# [Source extract]
** Start **

On reaching such a CASE statement, the
processor compares f with f1 .
If f = f1 , it executes the processing block
between ” WHEN f1. ” and the next WHEN statement. If there are no further WHEN
statements, it executes the processing block up to the ENDCASE statement and
then continues with any subsequent processing.
If f <> f1 , the
processor compares the field f2 in the next WHEN statement with f and proceeds
as with f1 and so on.

Although f should be a variable, f1 can be a
variable or a literal. For the comparison ” f = f1 “, the rules are the same as
for IF .

There is a second variant of the WHEN statement:

WHEN
OTHERS.
No more than one such WHEN statement is allowed within a CASE block.

** End **

# [Set task A]
Write out the passage on the CASE statement in full, word for word.

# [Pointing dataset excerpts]
** Start **

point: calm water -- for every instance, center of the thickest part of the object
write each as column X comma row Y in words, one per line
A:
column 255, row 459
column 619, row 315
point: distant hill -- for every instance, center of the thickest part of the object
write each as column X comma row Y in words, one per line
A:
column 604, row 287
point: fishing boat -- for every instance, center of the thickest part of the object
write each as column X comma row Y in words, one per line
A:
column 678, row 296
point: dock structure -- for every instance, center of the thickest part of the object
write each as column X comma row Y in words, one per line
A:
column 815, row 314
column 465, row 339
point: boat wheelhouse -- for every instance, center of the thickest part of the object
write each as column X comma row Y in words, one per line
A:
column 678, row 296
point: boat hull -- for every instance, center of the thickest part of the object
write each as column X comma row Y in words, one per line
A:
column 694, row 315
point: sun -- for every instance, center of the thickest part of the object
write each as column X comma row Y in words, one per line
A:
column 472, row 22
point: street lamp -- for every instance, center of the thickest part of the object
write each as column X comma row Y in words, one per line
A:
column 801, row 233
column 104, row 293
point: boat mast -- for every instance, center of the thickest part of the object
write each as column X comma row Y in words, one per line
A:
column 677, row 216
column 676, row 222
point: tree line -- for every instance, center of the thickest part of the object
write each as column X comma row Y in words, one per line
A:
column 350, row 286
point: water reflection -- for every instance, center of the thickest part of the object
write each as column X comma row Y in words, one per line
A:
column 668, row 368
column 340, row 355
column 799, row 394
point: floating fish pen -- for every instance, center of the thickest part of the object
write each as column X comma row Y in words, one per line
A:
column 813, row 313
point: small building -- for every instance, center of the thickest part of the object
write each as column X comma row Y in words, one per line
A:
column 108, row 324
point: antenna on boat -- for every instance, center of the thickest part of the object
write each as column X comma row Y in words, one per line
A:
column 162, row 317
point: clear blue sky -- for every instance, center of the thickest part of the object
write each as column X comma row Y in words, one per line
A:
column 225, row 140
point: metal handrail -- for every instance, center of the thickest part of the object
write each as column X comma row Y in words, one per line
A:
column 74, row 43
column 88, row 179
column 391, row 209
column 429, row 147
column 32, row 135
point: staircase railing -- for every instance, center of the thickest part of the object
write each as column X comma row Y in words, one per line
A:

** End **

# [Set task B]
Convert the stretch of the pointing dataset rows from the line containing "point: distant hill" through the line containing "column 694, row 315" into a Markdown table with the columns No. and Line. Number each line and leave out blank lines.

# [Correct answer A]
On reaching such a CASE statement, the
processor compares f with f1 .
If f = f1 , it executes the processing block
between ” WHEN f1. ” and the next WHEN statement. If there are no further WHEN
statements, it executes the processing block up to the ENDCASE statement and
then continues with any subsequent processing.
If f <> f1 , the
processor compares the field f2 in the next WHEN statement with f and proceeds
as with f1 and so on.

Although f should be a variable, f1 can be a
variable or a literal. For the comparison ” f = f1 “, the rules are the same as
for IF .

There is a second variant of the WHEN statement:

WHEN
OTHERS.
No more than one such WHEN statement is allowed within a CASE block.

# [Correct answer B]
| No. | Line |
|---|---|
| 1 | point: distant hill -- for every instance, center of the thickest part of the object |
| 2 | write each as column X comma row Y in words, one per line |
| 3 | A: |
| 4 | column 604, row 287 |
| 5 | point: fishing boat -- for every instance, center of the thickest part of the object |
| 6 | write each as column X comma row Y in words, one per line |
| 7 | A: |
| 8 | column 678, row 296 |
| 9 | point: dock structure -- for every instance, center of the thickest part of the object |
| 10 | write each as column X comma row Y in words, one per line |
| 11 | A: |
| 12 | column 815, row 314 |
| 13 | column 465, row 339 |
| 14 | point: boat wheelhouse -- for every instance, center of the thickest part of the object |
| 15 | write each as column X comma row Y in words, one per line |
| 16 | A: |
| 17 | column 678, row 296 |
| 18 | point: boat hull -- for every instance, center of the thickest part of the object |
| 19 | write each as column X comma row Y in words, one per line |
| 20 | A: |
| 21 | column 694, row 315 |